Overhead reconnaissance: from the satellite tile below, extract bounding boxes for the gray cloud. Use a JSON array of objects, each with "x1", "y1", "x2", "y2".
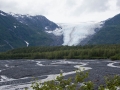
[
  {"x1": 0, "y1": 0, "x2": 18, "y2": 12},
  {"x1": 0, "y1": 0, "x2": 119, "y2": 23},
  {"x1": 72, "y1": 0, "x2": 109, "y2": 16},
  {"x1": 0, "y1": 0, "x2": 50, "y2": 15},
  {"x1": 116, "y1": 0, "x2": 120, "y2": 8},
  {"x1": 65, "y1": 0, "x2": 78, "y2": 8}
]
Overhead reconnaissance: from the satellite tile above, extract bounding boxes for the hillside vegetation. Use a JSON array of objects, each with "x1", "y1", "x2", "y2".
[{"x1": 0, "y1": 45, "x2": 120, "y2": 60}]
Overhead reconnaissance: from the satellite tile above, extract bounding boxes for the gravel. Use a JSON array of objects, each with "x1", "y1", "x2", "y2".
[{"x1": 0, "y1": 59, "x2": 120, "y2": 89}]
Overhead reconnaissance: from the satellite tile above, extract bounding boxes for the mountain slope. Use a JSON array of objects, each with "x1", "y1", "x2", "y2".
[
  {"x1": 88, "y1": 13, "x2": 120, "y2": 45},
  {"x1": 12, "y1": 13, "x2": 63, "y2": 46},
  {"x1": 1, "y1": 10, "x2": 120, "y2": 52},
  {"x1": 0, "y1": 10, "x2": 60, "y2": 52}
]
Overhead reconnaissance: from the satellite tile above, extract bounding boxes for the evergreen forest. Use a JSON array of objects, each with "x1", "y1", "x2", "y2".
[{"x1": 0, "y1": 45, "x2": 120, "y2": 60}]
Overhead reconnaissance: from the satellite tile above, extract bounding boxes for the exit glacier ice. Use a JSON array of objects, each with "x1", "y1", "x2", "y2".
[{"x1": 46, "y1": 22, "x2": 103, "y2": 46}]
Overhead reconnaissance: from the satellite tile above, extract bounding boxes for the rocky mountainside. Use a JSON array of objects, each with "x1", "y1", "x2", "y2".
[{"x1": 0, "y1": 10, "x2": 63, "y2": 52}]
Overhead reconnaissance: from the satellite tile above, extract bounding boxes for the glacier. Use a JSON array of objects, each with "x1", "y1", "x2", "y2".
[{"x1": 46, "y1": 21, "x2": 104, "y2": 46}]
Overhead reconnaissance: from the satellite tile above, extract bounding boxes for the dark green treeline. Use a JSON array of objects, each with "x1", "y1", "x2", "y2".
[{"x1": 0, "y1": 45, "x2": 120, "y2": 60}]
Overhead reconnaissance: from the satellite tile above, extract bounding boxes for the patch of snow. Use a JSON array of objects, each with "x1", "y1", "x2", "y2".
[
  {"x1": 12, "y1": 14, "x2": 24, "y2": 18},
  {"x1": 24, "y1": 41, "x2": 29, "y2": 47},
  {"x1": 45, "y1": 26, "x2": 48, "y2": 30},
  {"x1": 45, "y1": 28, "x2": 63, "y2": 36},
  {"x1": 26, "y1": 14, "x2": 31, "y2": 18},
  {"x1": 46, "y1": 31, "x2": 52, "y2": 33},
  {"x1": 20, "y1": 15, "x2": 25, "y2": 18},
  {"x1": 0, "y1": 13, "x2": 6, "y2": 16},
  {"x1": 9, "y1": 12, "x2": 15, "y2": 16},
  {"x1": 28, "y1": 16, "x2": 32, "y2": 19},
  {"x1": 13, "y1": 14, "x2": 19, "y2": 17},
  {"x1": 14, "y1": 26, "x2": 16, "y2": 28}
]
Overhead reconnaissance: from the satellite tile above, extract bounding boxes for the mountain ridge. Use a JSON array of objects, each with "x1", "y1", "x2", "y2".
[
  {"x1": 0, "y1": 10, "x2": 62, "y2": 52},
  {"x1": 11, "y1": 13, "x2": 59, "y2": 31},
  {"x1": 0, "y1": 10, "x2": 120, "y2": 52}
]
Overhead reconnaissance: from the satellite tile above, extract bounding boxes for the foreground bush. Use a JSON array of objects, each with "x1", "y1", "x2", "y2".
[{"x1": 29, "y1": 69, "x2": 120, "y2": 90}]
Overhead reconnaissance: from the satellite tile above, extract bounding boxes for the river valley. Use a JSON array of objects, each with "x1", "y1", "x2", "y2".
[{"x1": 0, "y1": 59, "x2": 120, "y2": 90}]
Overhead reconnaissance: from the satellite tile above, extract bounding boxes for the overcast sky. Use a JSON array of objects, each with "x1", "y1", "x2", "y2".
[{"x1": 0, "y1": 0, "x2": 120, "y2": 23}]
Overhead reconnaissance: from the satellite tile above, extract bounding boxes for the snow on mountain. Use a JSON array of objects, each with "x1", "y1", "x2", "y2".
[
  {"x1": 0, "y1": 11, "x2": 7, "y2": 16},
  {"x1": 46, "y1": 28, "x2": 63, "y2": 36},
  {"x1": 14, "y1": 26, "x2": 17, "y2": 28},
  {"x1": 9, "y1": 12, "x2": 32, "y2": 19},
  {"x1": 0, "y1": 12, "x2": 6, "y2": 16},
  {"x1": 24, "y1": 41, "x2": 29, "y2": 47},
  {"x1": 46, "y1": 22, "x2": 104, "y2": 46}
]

*Task instructions*
Your copy of the data above should match it exactly, apart from the images.

*Solution*
Overhead reconnaissance: from the satellite tile below, extract bounding boxes for the gray cloud. Use a JSON array of objects, each with "x1", "y1", "x2", "y2".
[
  {"x1": 0, "y1": 0, "x2": 18, "y2": 12},
  {"x1": 0, "y1": 0, "x2": 119, "y2": 23},
  {"x1": 72, "y1": 0, "x2": 109, "y2": 16},
  {"x1": 0, "y1": 0, "x2": 50, "y2": 15},
  {"x1": 116, "y1": 0, "x2": 120, "y2": 8},
  {"x1": 65, "y1": 0, "x2": 78, "y2": 8}
]
Overhead reconnaissance: from the satellite tile above, extract bounding boxes for the hillside vegetation. Use a JSON array of objects, each with "x1", "y1", "x2", "y2".
[{"x1": 0, "y1": 45, "x2": 120, "y2": 60}]
Overhead reconnaissance: from the satellite tile above, extract bounding boxes for the gravel. Use a JSON array of objects, each with "x1", "y1", "x2", "y2".
[{"x1": 0, "y1": 59, "x2": 120, "y2": 89}]
Overhead reconnaissance: from the satellite tile above, extract bounding boxes for the mountain slope. Use a JSON array of objects, each with "x1", "y1", "x2", "y2".
[
  {"x1": 88, "y1": 13, "x2": 120, "y2": 45},
  {"x1": 12, "y1": 13, "x2": 63, "y2": 46},
  {"x1": 1, "y1": 10, "x2": 120, "y2": 52},
  {"x1": 0, "y1": 10, "x2": 60, "y2": 52}
]
Overhead reconnaissance: from the satellite tile above, extract bounding boxes for the evergreen forest. Use a JSON array of objects, each with "x1", "y1", "x2", "y2".
[{"x1": 0, "y1": 45, "x2": 120, "y2": 60}]
Overhead reconnaissance: from the satellite tile above, extract bounding boxes for the exit glacier ice. Use a JSON array of objects, each with "x1", "y1", "x2", "y2".
[{"x1": 46, "y1": 22, "x2": 103, "y2": 46}]
Overhead reconnaissance: from the satellite tile above, extract bounding boxes for the rocky mountainside. Use a JSON array of objects, each with "x1", "y1", "x2", "y2".
[{"x1": 0, "y1": 10, "x2": 63, "y2": 52}]
Overhead reconnaissance: from the satellite tile above, extract bounding boxes for the glacier. Use a JSON array of objects, each with "x1", "y1", "x2", "y2".
[{"x1": 46, "y1": 21, "x2": 104, "y2": 46}]
Overhead reconnaissance: from the satellite tile above, extract bounding boxes for the dark green treeline. Use a JSON array of objects, each with "x1", "y1", "x2", "y2".
[{"x1": 0, "y1": 45, "x2": 120, "y2": 60}]
Overhead reconnaissance: from the satellite tile above, extract bounding boxes for the patch of snow. Use a JSON array of objects, each with "x1", "y1", "x2", "y2".
[
  {"x1": 12, "y1": 14, "x2": 24, "y2": 18},
  {"x1": 24, "y1": 41, "x2": 29, "y2": 47},
  {"x1": 45, "y1": 26, "x2": 48, "y2": 30},
  {"x1": 45, "y1": 28, "x2": 63, "y2": 36},
  {"x1": 26, "y1": 14, "x2": 31, "y2": 18},
  {"x1": 46, "y1": 31, "x2": 52, "y2": 33},
  {"x1": 20, "y1": 15, "x2": 25, "y2": 18},
  {"x1": 0, "y1": 13, "x2": 6, "y2": 16},
  {"x1": 9, "y1": 12, "x2": 15, "y2": 16},
  {"x1": 28, "y1": 16, "x2": 32, "y2": 19},
  {"x1": 13, "y1": 14, "x2": 19, "y2": 17},
  {"x1": 14, "y1": 26, "x2": 16, "y2": 28}
]
Overhead reconnaissance: from the satellite tile above, extract bounding boxes for the mountain ridge. Use a JSON array of objects, each with "x1", "y1", "x2", "y2".
[
  {"x1": 0, "y1": 10, "x2": 62, "y2": 52},
  {"x1": 11, "y1": 13, "x2": 59, "y2": 31},
  {"x1": 0, "y1": 10, "x2": 120, "y2": 52}
]
Overhead reconnaissance: from the satellite tile above, extract bounding boxes for the foreground bush. Use a JSON array of objects, each with "x1", "y1", "x2", "y2".
[{"x1": 29, "y1": 69, "x2": 120, "y2": 90}]
Overhead reconnaissance: from the satellite tile above, extract bounding boxes for the river valley. Use a JSON array of objects, each with "x1", "y1", "x2", "y2".
[{"x1": 0, "y1": 59, "x2": 120, "y2": 90}]
Overhead reconnaissance: from the satellite tile above, extract bounding boxes for the overcast sky. Use a JSON array of objects, each with "x1", "y1", "x2", "y2".
[{"x1": 0, "y1": 0, "x2": 120, "y2": 23}]
Overhead reconnaissance: from the satellite tile above, extract bounding boxes for the snow on mountain. Use a JSON array of objects, each with "x1", "y1", "x2", "y2".
[
  {"x1": 0, "y1": 11, "x2": 7, "y2": 16},
  {"x1": 46, "y1": 28, "x2": 63, "y2": 36},
  {"x1": 14, "y1": 26, "x2": 17, "y2": 28},
  {"x1": 9, "y1": 12, "x2": 32, "y2": 19},
  {"x1": 0, "y1": 12, "x2": 6, "y2": 16},
  {"x1": 24, "y1": 41, "x2": 29, "y2": 47},
  {"x1": 46, "y1": 22, "x2": 104, "y2": 46}
]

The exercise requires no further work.